*WHAT TO WORK ON*. Copy the records below exactly as they are written.

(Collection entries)
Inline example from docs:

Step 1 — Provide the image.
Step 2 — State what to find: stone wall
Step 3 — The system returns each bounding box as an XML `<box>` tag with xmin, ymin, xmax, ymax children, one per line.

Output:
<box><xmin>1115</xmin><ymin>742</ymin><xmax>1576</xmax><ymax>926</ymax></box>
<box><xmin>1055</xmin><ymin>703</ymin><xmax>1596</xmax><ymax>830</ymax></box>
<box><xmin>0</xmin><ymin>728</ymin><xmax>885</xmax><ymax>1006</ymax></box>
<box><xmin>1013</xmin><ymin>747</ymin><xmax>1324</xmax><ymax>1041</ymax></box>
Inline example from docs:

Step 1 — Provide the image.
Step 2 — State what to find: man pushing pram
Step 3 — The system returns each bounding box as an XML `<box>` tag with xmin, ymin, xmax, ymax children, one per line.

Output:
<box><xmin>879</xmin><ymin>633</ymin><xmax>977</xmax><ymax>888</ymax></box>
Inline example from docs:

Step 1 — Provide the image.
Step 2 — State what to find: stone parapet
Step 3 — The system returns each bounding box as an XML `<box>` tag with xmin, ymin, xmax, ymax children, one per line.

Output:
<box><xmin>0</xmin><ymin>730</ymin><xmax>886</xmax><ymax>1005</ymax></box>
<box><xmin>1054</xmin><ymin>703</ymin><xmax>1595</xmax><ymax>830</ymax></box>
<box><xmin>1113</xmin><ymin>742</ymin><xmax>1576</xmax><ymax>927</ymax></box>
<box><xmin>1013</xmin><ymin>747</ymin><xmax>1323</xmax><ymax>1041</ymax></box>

*RESULT FOR THIS EXERCISE*.
Inline example from docs:

Step 1 — Provide the image.
Step 2 — State what to find: stone wall
Step 3 — The system returns each bounding box as an XML `<box>` tag with xmin, ymin, xmax, ymax children, one per line.

Output:
<box><xmin>1115</xmin><ymin>742</ymin><xmax>1576</xmax><ymax>926</ymax></box>
<box><xmin>1055</xmin><ymin>703</ymin><xmax>1596</xmax><ymax>830</ymax></box>
<box><xmin>0</xmin><ymin>728</ymin><xmax>885</xmax><ymax>1006</ymax></box>
<box><xmin>1013</xmin><ymin>747</ymin><xmax>1324</xmax><ymax>1041</ymax></box>
Inline example from docs:

Step 1 — Provide the image.
Step 2 — State what to find: man pushing pram
Step 3 — The system returns each bounding box as an XML `<box>` tag with xmin, ymin, xmax, ymax children, one per line.

Output:
<box><xmin>879</xmin><ymin>633</ymin><xmax>977</xmax><ymax>888</ymax></box>
Inline example from docs:

Step 1 — Provide the image.
Step 2 — State what to find: stone parapet
Step 3 — The system returns each bounding box as an XML `<box>` tag with xmin, ymin, xmax, ymax children, one per line.

Output:
<box><xmin>0</xmin><ymin>730</ymin><xmax>886</xmax><ymax>1005</ymax></box>
<box><xmin>1054</xmin><ymin>703</ymin><xmax>1595</xmax><ymax>830</ymax></box>
<box><xmin>1113</xmin><ymin>742</ymin><xmax>1576</xmax><ymax>927</ymax></box>
<box><xmin>1013</xmin><ymin>747</ymin><xmax>1323</xmax><ymax>1041</ymax></box>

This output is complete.